◆ 問題
原文によれば、ネタニヤフ首相は当初、どのような目標を掲げたか。すべて挙げよ。

◆ 原文
-.-.-
イスラエル軍の攻撃による死者を悼むガザの人々(1日、ガザ中部)=ロイター

パレスチナ自治区ガザの戦闘は7日で1年になる。国際社会が訴える停戦が実現しないどころか、戦火は中東各地に広がり緊迫度を増す。自衛を名目に国際規範が崩れるのを憂慮する。戦闘の拡大と長期化を止めなければならない。

1年前にガザのイスラム組織ハマスが越境してイスラエルの市民を殺害、拉致し、同国軍はガザ攻撃を始めた。ハマスの蛮行は許されない。人質を解放すべきだ。イスラエルは自衛の権利を持つ。

しかし1年がたち、その行動が国際法に基づき人道に十分配慮しているのかが厳しく問われている。ガザの病院や学校までもが攻撃され、地元当局によると4万1千人以上が死亡した。

イスラエルのネタニヤフ首相が当初掲げたハマス壊滅、人質の奪還、将来ガザが脅威になるのを防ぐ――の3つの目標はいまも未達で、手詰まりは明らかだ。

ネタニヤフ政権は9月にレバノンの親イラン民兵組織ヒズボラへの空爆を強め、指導者を殺害した。続いて地上侵攻した。ヒズボラ戦闘員の通信機器の一斉爆発はイスラエルの仕業と疑われた。空爆は民間人を巻き込んでいる。

イスラエルは、同国北部を攻撃し住民に避難を強いているヒズボラをたたくとしている。しかし無差別攻撃でありレバノンへの主権侵害だとの批判は免れない。

代理勢力の要人を次々と殺害されたイランは今月に入り、報復としてイスラエルを弾道ミサイルで攻撃した。自衛のためというが、国際法違反の疑いがつきまとう。

イスラエルは反撃を計画し、イランの石油施設を狙うとの観測がある。そうなれば世界経済への打撃は甚大だ。国から国への武力行使を禁じる国際規範の軽視をこれ以上、放置してはならない。世界の秩序を危うくする問題だ。

米国はイスラエルを止める影響力を持つ。しかし11月に大統領選を控え、ユダヤ系の支持を気にして圧力をかけきれない。

ネタニヤフ政権はそれを見透かしている。戦闘継続が政権維持に有利とみているのか。そんな欲が少しでもあるなら罪は重い。

ガザではなお100万人以上が家を追われ、物資不足に苦しむ。大勢の子どもが命を落とし、教育機会を奪われた。1年はあまりに長い。国際社会の無力を嘆く。

今はレバノンやイランが注目されがちだが、私たちはガザの人々の苦境を忘れてはならない。
-.-.-
◆ 提供情報

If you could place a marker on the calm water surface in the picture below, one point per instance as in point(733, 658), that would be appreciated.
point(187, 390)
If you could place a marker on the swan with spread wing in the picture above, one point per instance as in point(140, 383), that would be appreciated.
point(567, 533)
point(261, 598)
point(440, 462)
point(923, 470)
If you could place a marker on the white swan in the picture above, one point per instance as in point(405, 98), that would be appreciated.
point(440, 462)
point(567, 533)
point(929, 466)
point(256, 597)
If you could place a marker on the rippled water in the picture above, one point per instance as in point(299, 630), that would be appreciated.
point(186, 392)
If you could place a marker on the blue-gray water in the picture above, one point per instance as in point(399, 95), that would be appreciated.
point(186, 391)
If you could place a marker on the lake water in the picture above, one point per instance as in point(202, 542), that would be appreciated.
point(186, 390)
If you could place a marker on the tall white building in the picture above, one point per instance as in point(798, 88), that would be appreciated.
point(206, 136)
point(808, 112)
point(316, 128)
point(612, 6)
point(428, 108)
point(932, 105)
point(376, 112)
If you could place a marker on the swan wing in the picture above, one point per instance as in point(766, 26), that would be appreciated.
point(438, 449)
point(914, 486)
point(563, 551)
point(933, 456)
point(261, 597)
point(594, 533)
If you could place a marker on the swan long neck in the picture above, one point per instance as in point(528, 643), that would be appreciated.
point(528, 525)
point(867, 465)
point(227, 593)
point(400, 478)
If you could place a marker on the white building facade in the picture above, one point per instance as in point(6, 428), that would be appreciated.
-.-.-
◆ 解答
目標は、ハマス壊滅、人質の奪還、将来ガザが脅威になるのを防ぐことの3つである。